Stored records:
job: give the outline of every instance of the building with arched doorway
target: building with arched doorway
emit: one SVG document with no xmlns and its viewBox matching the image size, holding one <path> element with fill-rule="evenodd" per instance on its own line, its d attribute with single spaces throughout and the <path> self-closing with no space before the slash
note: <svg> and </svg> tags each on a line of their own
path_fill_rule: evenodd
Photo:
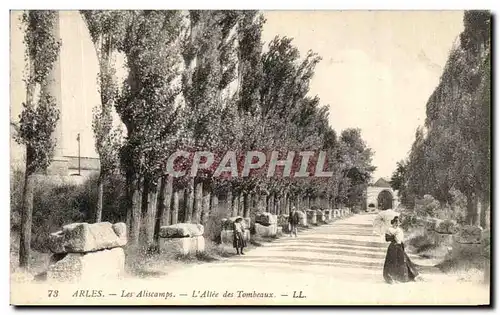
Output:
<svg viewBox="0 0 500 315">
<path fill-rule="evenodd" d="M 380 178 L 366 189 L 366 205 L 379 210 L 395 209 L 399 205 L 397 191 L 393 190 L 389 181 Z"/>
</svg>

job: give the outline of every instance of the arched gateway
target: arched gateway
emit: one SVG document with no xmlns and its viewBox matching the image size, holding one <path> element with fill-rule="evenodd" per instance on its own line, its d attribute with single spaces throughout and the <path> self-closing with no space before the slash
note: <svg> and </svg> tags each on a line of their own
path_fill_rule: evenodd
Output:
<svg viewBox="0 0 500 315">
<path fill-rule="evenodd" d="M 383 178 L 366 189 L 366 205 L 368 208 L 379 210 L 394 209 L 399 205 L 397 191 L 391 188 L 389 182 Z"/>
</svg>

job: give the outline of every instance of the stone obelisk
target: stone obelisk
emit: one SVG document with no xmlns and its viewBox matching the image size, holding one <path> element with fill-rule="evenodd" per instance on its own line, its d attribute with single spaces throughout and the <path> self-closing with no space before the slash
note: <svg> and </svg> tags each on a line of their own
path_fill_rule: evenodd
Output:
<svg viewBox="0 0 500 315">
<path fill-rule="evenodd" d="M 60 40 L 60 15 L 59 11 L 55 11 L 56 18 L 54 21 L 52 34 L 54 38 Z M 64 43 L 62 43 L 64 45 Z M 61 46 L 62 49 L 62 46 Z M 61 53 L 54 62 L 50 71 L 46 84 L 42 87 L 45 92 L 48 92 L 56 103 L 56 108 L 59 110 L 59 119 L 57 120 L 54 133 L 52 134 L 55 140 L 54 158 L 47 169 L 47 175 L 68 175 L 68 159 L 64 157 L 63 147 L 63 104 L 61 96 Z"/>
</svg>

**Set task**
Please lay out the listing above as a two-column CSV with the columns "prompt" and "result", giving one row for each task in the listing with its text and its answer. Put each in a single quoted field with line breaks turned into spaces, and leave the pictures out.

**Response**
prompt,result
"job: give the outline of every instance of the building with arched doorway target: building with arched doorway emit: one SVG document with no xmlns and its viewBox matching the image size, holding one <path> element with fill-rule=""evenodd"" per instance on its own line, its d attribute with single spaces throughout and the <path> self-closing with no space before the slash note: <svg> and </svg> tags each on a line of their own path_fill_rule: evenodd Photo: Output:","<svg viewBox=""0 0 500 315""> <path fill-rule=""evenodd"" d=""M 380 178 L 366 189 L 366 205 L 379 210 L 395 209 L 399 205 L 397 191 L 393 190 L 389 181 Z""/> </svg>"
"job: give the outline of every instance of the arched gateway target: arched gateway emit: one SVG document with no xmlns and its viewBox matching the image size, holding one <path> element with fill-rule=""evenodd"" per instance on its own line, its d attribute with single spaces throughout and the <path> self-closing with no space before the slash note: <svg> and </svg> tags each on a line of their own path_fill_rule: evenodd Output:","<svg viewBox=""0 0 500 315""> <path fill-rule=""evenodd"" d=""M 383 178 L 366 189 L 366 205 L 368 208 L 379 210 L 394 209 L 399 205 L 397 191 L 391 188 L 389 182 Z""/> </svg>"
"job: give the outline of every instance of the stone obelisk target: stone obelisk emit: one SVG document with no xmlns and its viewBox matching the image size, holding one <path> element with fill-rule=""evenodd"" per instance on its own line, its d attribute with single spaces throughout and the <path> self-closing with no space before the slash note: <svg> and </svg> tags each on a line of their own path_fill_rule: evenodd Output:","<svg viewBox=""0 0 500 315""> <path fill-rule=""evenodd"" d=""M 60 40 L 60 15 L 59 11 L 55 11 L 56 18 L 54 21 L 52 34 L 54 38 Z M 64 43 L 62 43 L 64 45 Z M 61 46 L 62 49 L 62 46 Z M 61 53 L 54 62 L 50 71 L 46 84 L 42 87 L 45 92 L 48 92 L 56 103 L 56 108 L 59 110 L 59 119 L 57 120 L 54 133 L 52 134 L 55 140 L 54 158 L 47 169 L 47 175 L 68 175 L 68 159 L 64 157 L 63 147 L 63 104 L 61 96 Z""/> </svg>"